▸ Document extract:
┄┄┄┄┄┄┄┄┄┄┄┄┄┄┄┄┄┄┄┄

I have a dataset that tracks categorical (Yes/No) responses to a questionnaire formatted like this:
Client_Id | Question_1 | Question_2 | Question_3 | Question_4 |
---|---|---|---|---|
1000 | No | No | Yes | Yes |
1001 | Yes | Yes | Yes | No |
1002 | No | Yes | Yes | Yes |
I'm trying to count the number of Y or N responses to each question and transform them into a dataset formatted like this:
Response | Question_1 | Question_2 | Question_3 | Question_4 |
---|---|---|---|---|
Yes | 1 | 2 | 3 | 2 |
No | 2 | 1 | 0 | 1 |
I've successfully counted the responses with this for loop:
for c in test_df.columns: d = test_df[c].value_counts().reindex(['Yes','No'], fill_value=0) print(d)
Now I just want to put the information into a new dataset.
One option using sum
(only if you have a binary value like Yes/No):
m = df.filter(like='Question').eq('Yes').sum()

┄┄┄┄┄┄┄┄┄┄┄┄┄┄┄┄┄┄┄┄

▸ Job 1: Count how many lines of the records contain the string "wheel", matching case exactly, and reply with only that number.

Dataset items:
┄┄┄┄┄┄┄┄┄┄┄┄┄┄┄┄┄┄┄┄

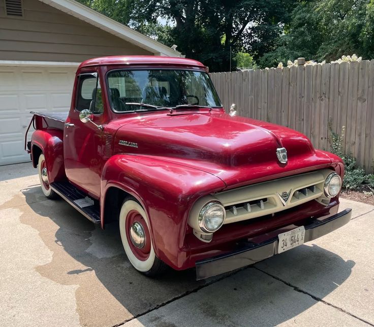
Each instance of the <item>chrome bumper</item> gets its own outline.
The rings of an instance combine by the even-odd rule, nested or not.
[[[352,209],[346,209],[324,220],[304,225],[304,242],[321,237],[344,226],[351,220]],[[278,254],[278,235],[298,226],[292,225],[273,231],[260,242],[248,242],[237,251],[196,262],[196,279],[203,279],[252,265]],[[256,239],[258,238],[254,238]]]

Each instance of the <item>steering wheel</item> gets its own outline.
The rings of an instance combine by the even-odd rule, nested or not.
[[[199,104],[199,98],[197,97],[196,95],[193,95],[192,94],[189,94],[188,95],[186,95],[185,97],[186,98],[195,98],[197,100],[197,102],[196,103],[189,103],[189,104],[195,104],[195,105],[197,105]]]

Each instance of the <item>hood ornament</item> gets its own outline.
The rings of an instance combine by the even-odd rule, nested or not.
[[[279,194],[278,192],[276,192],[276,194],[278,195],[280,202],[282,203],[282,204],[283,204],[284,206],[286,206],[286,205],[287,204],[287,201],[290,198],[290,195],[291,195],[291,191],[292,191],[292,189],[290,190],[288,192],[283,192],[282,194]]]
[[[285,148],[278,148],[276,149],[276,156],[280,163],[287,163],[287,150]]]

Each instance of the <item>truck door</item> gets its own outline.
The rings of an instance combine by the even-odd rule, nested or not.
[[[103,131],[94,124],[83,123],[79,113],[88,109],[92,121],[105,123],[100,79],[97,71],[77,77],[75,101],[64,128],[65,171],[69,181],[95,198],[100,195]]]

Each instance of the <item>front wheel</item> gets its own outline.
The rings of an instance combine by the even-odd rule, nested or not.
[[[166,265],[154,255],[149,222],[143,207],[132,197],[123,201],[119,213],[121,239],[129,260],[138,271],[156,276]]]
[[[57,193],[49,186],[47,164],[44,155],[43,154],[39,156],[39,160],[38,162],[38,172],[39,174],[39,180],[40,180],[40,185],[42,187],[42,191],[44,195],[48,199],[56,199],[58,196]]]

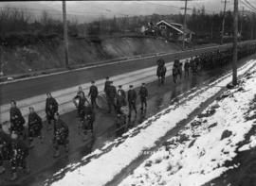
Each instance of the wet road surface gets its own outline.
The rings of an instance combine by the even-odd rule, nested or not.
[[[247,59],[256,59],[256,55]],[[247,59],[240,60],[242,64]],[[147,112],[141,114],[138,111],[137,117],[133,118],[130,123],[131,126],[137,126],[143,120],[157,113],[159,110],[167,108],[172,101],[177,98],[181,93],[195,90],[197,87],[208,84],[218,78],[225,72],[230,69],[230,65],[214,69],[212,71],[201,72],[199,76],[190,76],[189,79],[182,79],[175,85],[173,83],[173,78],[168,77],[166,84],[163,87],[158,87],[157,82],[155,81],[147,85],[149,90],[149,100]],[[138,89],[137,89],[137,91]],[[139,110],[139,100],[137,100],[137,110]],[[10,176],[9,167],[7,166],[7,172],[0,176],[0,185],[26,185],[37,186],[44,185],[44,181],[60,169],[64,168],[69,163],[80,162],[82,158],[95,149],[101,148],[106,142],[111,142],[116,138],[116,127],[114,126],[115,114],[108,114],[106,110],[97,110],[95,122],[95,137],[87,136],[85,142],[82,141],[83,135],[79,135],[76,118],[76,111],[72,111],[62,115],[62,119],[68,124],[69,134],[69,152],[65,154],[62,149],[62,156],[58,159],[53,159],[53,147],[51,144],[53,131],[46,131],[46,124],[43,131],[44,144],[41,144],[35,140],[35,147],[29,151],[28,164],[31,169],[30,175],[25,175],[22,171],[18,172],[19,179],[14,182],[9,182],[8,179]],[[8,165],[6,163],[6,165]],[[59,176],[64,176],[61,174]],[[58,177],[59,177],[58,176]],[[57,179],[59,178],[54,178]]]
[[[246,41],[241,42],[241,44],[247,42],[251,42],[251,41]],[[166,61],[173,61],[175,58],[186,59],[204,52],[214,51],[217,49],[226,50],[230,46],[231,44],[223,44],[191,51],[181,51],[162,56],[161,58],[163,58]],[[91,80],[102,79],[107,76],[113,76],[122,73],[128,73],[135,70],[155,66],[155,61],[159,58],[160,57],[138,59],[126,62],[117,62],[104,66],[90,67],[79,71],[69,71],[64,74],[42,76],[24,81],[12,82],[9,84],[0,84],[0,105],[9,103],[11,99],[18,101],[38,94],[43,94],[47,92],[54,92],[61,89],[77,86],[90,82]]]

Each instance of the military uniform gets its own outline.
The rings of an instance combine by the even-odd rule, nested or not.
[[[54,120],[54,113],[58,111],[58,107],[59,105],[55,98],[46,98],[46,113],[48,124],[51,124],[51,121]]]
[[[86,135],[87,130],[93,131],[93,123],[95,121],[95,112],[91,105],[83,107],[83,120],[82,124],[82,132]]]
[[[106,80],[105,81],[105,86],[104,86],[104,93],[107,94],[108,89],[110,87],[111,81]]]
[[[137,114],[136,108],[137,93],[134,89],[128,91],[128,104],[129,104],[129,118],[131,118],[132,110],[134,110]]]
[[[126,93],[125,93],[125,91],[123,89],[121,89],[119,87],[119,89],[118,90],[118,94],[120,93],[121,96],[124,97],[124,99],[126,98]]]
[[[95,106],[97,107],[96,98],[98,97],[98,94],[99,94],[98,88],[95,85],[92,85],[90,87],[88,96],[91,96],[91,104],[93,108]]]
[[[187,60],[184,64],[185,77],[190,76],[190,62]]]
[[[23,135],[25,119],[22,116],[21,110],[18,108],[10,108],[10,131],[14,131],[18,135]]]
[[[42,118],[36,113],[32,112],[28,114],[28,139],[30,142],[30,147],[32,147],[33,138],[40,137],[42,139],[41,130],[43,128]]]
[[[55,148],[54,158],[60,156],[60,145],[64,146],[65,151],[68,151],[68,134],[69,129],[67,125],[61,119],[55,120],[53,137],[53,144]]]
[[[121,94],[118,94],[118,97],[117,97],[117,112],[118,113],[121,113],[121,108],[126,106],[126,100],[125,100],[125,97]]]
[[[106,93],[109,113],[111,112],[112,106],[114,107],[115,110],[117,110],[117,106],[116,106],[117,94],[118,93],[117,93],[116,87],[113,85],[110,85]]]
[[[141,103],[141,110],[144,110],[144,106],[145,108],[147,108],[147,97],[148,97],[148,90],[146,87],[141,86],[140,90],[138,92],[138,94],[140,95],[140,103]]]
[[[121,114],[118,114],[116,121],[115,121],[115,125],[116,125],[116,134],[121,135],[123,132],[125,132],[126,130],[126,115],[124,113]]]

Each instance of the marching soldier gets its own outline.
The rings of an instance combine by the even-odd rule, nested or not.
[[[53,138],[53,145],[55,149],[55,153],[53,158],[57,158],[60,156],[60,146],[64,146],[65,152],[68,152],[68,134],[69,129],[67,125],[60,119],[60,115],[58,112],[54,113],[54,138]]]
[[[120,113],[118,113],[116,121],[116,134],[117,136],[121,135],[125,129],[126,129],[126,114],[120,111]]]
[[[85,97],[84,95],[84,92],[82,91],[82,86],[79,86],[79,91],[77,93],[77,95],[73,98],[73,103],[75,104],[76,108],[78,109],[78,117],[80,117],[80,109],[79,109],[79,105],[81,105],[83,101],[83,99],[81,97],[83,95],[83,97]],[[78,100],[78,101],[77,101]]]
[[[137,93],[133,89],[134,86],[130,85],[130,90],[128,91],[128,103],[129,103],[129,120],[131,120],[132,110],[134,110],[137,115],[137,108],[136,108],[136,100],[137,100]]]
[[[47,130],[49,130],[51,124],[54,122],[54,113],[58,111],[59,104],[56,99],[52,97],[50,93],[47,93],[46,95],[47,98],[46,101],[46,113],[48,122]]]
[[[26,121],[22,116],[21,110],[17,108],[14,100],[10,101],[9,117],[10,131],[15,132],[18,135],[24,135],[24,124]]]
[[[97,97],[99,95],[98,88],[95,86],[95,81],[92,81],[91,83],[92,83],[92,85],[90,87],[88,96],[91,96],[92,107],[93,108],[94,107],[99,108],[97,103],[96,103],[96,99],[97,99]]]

┄┄┄┄┄┄┄┄┄┄┄┄┄┄┄┄┄┄┄┄

▸ Job 2: Write what comes next in the thread about tallying Yes/No questionnaire answers per question, starting after its final line.

▸ Right answer 1: 2

▸ Right answer 2:
out = pd.DataFrame.from_dict({'Yes': m, 'No': len(df)-m}, orient='index')
Or a more generic approach with melt
and value_counts
:
out = (df.filter(like='Question')
.melt().value_counts()
.unstack('variable', fill_value=0)
.rename_axis(index=None, columns=None)
)
Or crosstab
:
s = df.filter(like='Question').stack()
out = (pd.crosstab(s, s.index.get_level_values(1))
.rename_axis(index=None, columns=None)
)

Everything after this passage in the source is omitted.